The tasks =>
A - Transcribe the part of the blog post on automating Kubernetes deployment that opens with the words containing "Submitted by anappi" and closes with "deployment procedure cloud-agnostic.".
B - According to the blog post on automating Kubernetes deployment, which CERN section did the summer student work in?
Start of Reading passage
Automatize the deployment of Kubernetes Clusters on Cloud Infrastructure

Submitted by anappi on
Blog article:

Hi, my name is Priyanshu Khandelwal. I was amongst the 40 students selected from all over the world to work at CERN as an Openlab Summer Student 2019. I worked in the IT-DB-DAR section under the supervision of Mr Antonio Nappi.

Introduction

At CERN’s IT-DB-DAR section, there is ongoing work to migrate the hosting infrastructure from virtual machines to Kubernetes. Profiting of Kubernetes portability to evaluate how CERN’s services can run on public clouds - in particular, on Oracle cloud.

During the summer, I worked on automating the process of Infrastructural deployment on public/private clouds and making this deployment procedure cloud-agnostic.

As part of my project, we developed Terraform [1] (discussed below) modules that could deploy infrastructure (refer Figure 1) consisting of Kubernetes cluster, InfluxDb, Elasticsearch, Grafana and Kibana on Oracle Cloud. We also developed Terraform modules to create Kubernetes clusters and Magnum cluster templates on Openstack.
End of Reading passage
Start of Stored rows
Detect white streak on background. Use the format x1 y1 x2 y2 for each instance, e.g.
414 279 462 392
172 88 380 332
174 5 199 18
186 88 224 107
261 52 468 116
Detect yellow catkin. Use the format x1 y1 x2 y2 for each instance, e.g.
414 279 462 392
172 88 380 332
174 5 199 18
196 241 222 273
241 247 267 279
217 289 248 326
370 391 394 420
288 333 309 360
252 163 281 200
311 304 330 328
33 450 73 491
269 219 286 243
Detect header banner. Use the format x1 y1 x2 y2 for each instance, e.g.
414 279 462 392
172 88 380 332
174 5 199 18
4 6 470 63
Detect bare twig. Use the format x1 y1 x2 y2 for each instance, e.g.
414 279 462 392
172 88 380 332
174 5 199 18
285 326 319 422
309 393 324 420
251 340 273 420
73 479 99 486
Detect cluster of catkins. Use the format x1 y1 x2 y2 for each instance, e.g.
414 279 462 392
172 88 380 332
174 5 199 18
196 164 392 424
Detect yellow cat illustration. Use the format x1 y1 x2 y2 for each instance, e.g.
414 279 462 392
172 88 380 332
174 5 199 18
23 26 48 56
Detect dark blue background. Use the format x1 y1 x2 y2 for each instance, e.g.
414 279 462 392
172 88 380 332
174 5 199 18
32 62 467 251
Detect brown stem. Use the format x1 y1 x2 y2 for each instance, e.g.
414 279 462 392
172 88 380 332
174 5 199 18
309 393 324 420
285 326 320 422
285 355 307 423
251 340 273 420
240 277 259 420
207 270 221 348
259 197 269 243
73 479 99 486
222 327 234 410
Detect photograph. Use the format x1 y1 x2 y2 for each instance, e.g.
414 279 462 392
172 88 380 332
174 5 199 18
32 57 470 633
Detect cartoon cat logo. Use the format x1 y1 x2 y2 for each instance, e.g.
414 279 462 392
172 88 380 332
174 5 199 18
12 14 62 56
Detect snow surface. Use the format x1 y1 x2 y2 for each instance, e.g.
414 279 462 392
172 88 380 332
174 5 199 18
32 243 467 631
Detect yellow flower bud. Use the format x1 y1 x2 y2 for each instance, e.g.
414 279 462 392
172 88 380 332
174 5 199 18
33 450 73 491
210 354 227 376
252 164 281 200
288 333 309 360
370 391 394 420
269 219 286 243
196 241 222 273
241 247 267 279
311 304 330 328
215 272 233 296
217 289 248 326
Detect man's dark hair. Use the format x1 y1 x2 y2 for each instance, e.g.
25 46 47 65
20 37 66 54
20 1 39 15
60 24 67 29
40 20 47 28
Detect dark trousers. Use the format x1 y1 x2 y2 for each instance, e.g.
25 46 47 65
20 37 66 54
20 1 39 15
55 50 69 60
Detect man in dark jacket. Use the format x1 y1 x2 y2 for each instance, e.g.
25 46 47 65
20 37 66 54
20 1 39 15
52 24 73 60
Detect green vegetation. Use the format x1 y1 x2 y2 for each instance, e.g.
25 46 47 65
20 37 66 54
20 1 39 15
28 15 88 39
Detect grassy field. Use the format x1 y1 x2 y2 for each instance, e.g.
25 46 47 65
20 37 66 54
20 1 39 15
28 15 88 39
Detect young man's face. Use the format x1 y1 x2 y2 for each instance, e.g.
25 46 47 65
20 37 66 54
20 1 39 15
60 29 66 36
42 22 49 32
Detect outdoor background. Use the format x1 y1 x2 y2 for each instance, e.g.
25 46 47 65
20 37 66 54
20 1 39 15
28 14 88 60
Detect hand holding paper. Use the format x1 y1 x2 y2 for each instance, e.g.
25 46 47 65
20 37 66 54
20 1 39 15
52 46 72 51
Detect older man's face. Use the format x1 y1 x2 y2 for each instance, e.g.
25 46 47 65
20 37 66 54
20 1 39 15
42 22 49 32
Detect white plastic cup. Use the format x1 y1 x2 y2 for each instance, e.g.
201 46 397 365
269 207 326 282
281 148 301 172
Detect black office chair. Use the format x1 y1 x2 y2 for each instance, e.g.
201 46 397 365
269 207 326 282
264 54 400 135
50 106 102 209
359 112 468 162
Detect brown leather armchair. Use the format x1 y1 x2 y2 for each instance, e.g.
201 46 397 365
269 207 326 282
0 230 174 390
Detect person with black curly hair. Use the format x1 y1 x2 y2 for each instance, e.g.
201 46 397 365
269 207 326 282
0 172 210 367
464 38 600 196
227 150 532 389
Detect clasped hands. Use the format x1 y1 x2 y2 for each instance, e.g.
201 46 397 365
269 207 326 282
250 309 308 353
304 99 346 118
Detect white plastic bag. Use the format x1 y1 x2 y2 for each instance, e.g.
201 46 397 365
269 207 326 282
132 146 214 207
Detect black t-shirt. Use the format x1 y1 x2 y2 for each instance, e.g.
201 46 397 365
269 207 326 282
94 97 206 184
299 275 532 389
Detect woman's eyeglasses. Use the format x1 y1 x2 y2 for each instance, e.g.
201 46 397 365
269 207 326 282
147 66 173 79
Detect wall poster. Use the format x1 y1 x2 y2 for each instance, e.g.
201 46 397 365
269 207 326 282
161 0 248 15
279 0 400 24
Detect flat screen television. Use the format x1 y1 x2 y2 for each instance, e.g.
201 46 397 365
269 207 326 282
End of Stored rows
The responses =>
A -
Submitted by anappi on
Blog article:

Hi, my name is Priyanshu Khandelwal. I was amongst the 40 students selected from all over the world to work at CERN as an Openlab Summer Student 2019. I worked in the IT-DB-DAR section under the supervision of Mr Antonio Nappi.

Introduction

At CERN’s IT-DB-DAR section, there is ongoing work to migrate the hosting infrastructure from virtual machines to Kubernetes. Profiting of Kubernetes portability to evaluate how CERN’s services can run on public clouds - in particular, on Oracle cloud.

During the summer, I worked on automating the process of Infrastructural deployment on public/private clouds and making this deployment procedure cloud-agnostic.

B - The IT-DB-DAR section.